[Natural-language object grounding data]
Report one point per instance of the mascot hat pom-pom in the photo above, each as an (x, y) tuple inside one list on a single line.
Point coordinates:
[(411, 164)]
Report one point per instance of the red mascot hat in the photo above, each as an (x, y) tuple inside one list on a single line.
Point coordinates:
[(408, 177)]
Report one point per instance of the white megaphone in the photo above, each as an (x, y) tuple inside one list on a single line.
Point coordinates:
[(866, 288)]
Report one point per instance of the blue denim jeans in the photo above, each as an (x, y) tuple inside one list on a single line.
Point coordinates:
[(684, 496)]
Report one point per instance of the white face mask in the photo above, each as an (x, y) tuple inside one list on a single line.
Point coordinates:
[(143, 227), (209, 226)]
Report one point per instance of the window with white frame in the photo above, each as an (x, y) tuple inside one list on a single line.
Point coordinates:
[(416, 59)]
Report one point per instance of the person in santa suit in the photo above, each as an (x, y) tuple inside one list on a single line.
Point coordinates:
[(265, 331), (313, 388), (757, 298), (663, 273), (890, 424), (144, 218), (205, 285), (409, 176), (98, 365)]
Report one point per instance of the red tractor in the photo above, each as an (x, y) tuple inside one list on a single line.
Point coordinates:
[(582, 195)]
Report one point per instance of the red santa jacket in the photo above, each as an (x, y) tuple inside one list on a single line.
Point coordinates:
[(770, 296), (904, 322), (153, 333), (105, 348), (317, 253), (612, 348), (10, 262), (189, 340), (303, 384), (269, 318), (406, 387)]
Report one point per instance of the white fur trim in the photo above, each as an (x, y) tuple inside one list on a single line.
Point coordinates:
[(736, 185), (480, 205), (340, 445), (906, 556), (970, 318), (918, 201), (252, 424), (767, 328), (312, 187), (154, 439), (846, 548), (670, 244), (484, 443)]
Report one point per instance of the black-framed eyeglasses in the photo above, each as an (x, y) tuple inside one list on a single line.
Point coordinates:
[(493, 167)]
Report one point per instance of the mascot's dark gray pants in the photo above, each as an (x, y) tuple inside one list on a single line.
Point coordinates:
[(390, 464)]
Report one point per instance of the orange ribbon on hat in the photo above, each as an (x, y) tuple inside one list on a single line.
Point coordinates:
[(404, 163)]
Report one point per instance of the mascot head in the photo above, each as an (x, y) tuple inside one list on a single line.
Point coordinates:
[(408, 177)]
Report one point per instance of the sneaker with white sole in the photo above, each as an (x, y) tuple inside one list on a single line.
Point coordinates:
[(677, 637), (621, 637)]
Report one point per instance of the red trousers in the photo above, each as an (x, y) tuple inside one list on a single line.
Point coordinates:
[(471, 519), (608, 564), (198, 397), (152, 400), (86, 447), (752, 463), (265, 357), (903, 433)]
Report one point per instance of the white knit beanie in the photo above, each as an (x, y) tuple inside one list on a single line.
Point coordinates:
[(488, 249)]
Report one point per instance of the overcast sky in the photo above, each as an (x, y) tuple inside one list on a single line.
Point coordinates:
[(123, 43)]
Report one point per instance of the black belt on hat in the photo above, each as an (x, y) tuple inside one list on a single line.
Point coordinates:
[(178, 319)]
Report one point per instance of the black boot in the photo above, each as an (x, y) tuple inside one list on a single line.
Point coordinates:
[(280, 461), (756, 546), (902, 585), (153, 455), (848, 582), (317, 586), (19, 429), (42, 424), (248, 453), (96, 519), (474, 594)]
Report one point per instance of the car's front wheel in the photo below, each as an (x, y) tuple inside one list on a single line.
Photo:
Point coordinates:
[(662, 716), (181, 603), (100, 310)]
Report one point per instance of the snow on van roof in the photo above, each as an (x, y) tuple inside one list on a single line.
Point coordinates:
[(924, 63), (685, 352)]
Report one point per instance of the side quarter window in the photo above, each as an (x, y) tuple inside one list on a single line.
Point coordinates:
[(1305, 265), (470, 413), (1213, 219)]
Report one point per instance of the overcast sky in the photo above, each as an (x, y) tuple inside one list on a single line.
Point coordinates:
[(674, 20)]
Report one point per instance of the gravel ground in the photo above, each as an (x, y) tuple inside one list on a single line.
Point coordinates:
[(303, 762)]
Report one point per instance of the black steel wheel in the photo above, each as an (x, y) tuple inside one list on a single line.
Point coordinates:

To do:
Output, please, only the lines running from the start of the entries through the line that contains "Report one point per instance of the blue", including both of those lines.

Solution to this task:
Report one point per instance of the mascot hat pom-pom in the photo above, each as an (x, y) tuple inside one list on a single line.
Point coordinates:
[(411, 164)]
Report one point per instance of the red mascot hat in the photo above, each as an (x, y) tuple inside one list on a single line.
Point coordinates:
[(408, 177)]
Report one point per instance of the white megaphone in the photo above, each as an (x, y) tuple inside one list on a single line.
Point coordinates:
[(866, 288)]
Report one point per instance of the blue denim jeans in the photo above, each as an (x, y) tuple inside one list on a single line.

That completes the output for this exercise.